-- FRAGMENTO SELECCIONADO --
☆ ☆ ☆ ☆ ☆

Además, cuando el precio por el uso del servicio es cero, la demanda se aproxima a infinito, aplastando la calidad del servicio y/o catapultando el coste. De seguir por esta senda, en el contexto de una sociedad que se va envejeciendo, el déficit alcanzaría, según McKinsey, los 50.000 millones de euros en diez años.
El problema de fondo es que se ha desvinculado al cliente del servicio del pago de la prestación por culpa de la interposición de un tercer agente que primero pone el precio que le viene en gana, luego te lo quita mediante impuestos y, por último, lo gasta sin responsabilidad en un entorno en el que el cálculo económico se vuelve hace casi imposible.
El problema es, por tanto, ese modelo coactivo, universal, gratuito e igualitario que, impuesto en cualquier otro sector, calificaríamos de colectivismo trasnochado. Y un sistema que no funcionó para algo en apariencia tan sencillo como tener llenas las estanterías de los supermercados no va a hacerlo cuando de lo que se trata es de dar con la correcta combinación de recursos, de entre las múltiples posibles, para satisfacer la compleja y variada demanda médica de los pacientes. Nuestros políticos no paran de repetir que este modelo es el orgullo de la nación, pero el 85% de aquellos ciudadanos a quienes se les da la posibilidad de elegir si desean recibir la prestación pública o privada (básicamente, los funcionarios) deciden que sea privada.
Balón de oxígeno
Para intentar contener el efecto financiero de un sistema fantasioso e irresponsable, el Gobierno se plantea ahora una tasa o copago para desincentivar el uso de los servicios, así como volver a reducir a golpe de decreto los precios a sus principales proveedores y seguir prohibiendo la información de las empresas farmacéuticas a los pacientes, no vaya a ser que estos se enteren de la existencia de alguna nuevas medicinas, que suelen ser buenas, bonitas pero no muy baratas. Pero esta tasa sólo es un balón de oxígeno a un sistema que necesita una cirugía por obesidad mórbida. El problema de fondo es que hemos eliminado la libertad y la competencia en un sector crucial.

☆ ☆ ☆ ☆ ☆

-- BLOQUE DE DATOS --
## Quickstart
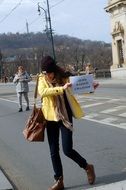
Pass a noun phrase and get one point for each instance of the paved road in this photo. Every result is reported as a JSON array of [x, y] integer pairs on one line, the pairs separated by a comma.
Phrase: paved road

☆ ☆ ☆ ☆ ☆

-- QUÉ HACER --
Actualiza el fragmento sobre el sistema sanitario: empieza en las palabras "Además, cuando el" y termina tras "hace casi imposible.", con "cliente" sustituido por "usuario".

-- RESPUESTA --
Además, cuando el precio por el uso del servicio es cero, la demanda se aproxima a infinito, aplastando la calidad del servicio y/o catapultando el coste. De seguir por esta senda, en el contexto de una sociedad que se va envejeciendo, el déficit alcanzaría, según McKinsey, los 50.000 millones de euros en diez años.
El problema de fondo es que se ha desvinculado al usuario del servicio del pago de la prestación por culpa de la interposición de un tercer agente que primero pone el precio que le viene en gana, luego te lo quita mediante impuestos y, por último, lo gasta sin responsabilidad en un entorno en el que el cálculo económico se vuelve hace casi imposible.